Reproduce every line of the listing below without changing anything.

"""

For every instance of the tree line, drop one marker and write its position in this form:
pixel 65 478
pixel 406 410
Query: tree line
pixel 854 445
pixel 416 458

"""

_Solution for this problem_:
For every instance of the tree line, drop one marker and write its position in this form:
pixel 65 478
pixel 406 410
Query: tree line
pixel 854 445
pixel 416 458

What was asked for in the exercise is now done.